PROBLEM –
If a line in the entries includes "like", show that line.

[Items listed in a dataset]
-- Opening Marker --

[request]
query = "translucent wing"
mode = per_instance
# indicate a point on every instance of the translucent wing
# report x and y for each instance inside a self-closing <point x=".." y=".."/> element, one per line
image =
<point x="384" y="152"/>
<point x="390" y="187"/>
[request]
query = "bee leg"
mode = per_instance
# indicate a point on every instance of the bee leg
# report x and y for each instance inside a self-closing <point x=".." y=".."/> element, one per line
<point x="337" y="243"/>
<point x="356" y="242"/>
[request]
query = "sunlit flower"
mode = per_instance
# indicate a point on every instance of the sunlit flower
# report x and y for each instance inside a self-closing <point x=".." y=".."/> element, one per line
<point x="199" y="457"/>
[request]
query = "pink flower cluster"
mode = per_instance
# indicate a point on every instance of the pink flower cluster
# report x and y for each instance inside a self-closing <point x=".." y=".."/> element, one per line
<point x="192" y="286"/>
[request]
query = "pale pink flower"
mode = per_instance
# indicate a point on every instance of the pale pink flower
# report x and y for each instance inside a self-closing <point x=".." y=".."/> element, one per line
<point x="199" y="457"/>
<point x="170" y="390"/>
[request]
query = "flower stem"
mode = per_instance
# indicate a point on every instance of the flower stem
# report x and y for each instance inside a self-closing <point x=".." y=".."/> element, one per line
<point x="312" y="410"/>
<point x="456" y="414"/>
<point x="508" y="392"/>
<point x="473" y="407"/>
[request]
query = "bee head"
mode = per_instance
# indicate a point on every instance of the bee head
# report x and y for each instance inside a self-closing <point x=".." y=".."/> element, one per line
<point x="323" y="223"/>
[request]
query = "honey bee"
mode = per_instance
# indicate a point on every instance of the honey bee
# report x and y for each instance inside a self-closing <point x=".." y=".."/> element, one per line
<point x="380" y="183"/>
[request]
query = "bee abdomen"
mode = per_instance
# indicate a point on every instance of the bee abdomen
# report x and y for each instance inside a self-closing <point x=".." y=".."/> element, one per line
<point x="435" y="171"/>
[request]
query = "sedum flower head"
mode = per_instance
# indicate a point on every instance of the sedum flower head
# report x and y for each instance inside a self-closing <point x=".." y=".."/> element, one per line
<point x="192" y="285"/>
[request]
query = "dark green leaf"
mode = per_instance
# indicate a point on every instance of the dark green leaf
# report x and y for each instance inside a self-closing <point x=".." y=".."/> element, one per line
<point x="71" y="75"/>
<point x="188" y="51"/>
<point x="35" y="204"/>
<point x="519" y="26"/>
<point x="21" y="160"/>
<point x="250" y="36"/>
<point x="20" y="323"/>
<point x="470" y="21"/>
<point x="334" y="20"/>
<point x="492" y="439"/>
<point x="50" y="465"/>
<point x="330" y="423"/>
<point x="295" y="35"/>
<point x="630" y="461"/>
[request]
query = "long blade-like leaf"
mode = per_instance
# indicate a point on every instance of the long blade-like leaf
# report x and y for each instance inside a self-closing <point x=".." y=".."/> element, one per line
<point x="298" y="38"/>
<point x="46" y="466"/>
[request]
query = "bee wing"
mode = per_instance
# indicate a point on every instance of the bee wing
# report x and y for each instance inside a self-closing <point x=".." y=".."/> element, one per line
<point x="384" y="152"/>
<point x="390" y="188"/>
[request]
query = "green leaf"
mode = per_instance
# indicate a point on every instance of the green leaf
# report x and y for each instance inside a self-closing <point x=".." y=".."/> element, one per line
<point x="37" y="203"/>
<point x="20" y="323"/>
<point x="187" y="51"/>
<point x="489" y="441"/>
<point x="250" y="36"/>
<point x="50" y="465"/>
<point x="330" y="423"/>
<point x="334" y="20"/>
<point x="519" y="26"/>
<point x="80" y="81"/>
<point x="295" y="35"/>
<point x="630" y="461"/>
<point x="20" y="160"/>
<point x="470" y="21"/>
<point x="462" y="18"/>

-- Closing Marker --

RESULT OF THIS TASK –
query = "long blade-like leaf"
# indicate a point on every instance of the long blade-like leaf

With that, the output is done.